(Collected data entries)
* * * * *

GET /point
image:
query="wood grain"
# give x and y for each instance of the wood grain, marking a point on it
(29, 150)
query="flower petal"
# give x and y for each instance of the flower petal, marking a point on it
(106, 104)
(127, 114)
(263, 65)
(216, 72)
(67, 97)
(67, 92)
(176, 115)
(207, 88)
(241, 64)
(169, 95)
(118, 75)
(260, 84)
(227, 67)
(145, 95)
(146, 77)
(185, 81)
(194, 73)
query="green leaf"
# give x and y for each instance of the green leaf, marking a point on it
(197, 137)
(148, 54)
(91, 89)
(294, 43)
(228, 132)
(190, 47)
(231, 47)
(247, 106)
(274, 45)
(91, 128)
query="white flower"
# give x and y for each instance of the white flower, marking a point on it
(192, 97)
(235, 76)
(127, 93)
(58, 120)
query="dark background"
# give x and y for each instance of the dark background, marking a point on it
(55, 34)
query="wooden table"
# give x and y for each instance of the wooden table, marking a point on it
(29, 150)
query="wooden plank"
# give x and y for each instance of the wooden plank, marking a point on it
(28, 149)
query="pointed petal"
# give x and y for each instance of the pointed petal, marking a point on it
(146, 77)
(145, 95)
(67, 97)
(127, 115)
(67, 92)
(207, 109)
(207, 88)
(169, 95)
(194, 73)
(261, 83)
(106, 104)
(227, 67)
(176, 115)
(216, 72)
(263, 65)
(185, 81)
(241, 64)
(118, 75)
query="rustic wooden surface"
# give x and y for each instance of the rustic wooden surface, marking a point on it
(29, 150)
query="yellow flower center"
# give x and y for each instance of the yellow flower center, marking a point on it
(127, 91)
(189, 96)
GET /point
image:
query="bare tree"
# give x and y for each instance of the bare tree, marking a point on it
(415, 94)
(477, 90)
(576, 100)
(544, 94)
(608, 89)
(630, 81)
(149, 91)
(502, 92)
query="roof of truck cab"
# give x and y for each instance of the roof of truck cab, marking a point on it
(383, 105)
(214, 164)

* * * * *

Challenge.
Reproduce every record, matching each line exactly.

Written reply.
GET /point
image:
query="wood grain"
# give x and y for each instance of the wood grain, marking a point on it
(29, 150)
query="flower petal"
# give x and y for each instance of the flower petal, marking a point on it
(106, 104)
(127, 114)
(263, 65)
(216, 72)
(67, 97)
(67, 92)
(176, 115)
(207, 88)
(241, 64)
(169, 95)
(118, 75)
(260, 84)
(227, 67)
(145, 95)
(146, 77)
(185, 81)
(194, 73)
query="green leaf"
# give x and y for each instance of the green leaf, marking a point on it
(197, 137)
(148, 54)
(91, 89)
(294, 43)
(228, 132)
(190, 47)
(231, 47)
(247, 106)
(274, 45)
(91, 128)
query="white flower"
# give x and y for each instance of the white flower, marking a point on it
(192, 97)
(235, 76)
(127, 93)
(58, 120)
query="dark background"
# give x and y for each instance of the dark background, marking a point on it
(55, 34)
query="wooden table"
# give x and y for each instance of the wooden table, marking a point on it
(29, 150)
query="wooden plank"
# give x and y for each instance of the wooden plank, marking a point on it
(28, 149)
query="pointed petal"
# give x and y for each instance of the pointed petal, marking a point on it
(146, 77)
(145, 95)
(67, 97)
(127, 115)
(67, 92)
(207, 109)
(207, 88)
(169, 95)
(194, 73)
(261, 83)
(106, 104)
(227, 67)
(176, 115)
(216, 72)
(263, 65)
(185, 81)
(241, 64)
(118, 75)
query="rustic wooden surface"
# give x and y for each instance of the rustic wooden surface, marking a point on it
(29, 150)
query="yellow flower center"
# give x and y for each instance of the yellow flower center, marking a point on it
(127, 91)
(189, 96)
GET /point
image:
query="bare tree"
# give x and y for each instance of the bare tree, marking a point on it
(415, 94)
(477, 90)
(576, 100)
(544, 94)
(608, 89)
(630, 81)
(149, 91)
(502, 92)
query="roof of truck cab"
# give x and y for each instance of the roof of truck cab, marking a point on it
(383, 105)
(214, 164)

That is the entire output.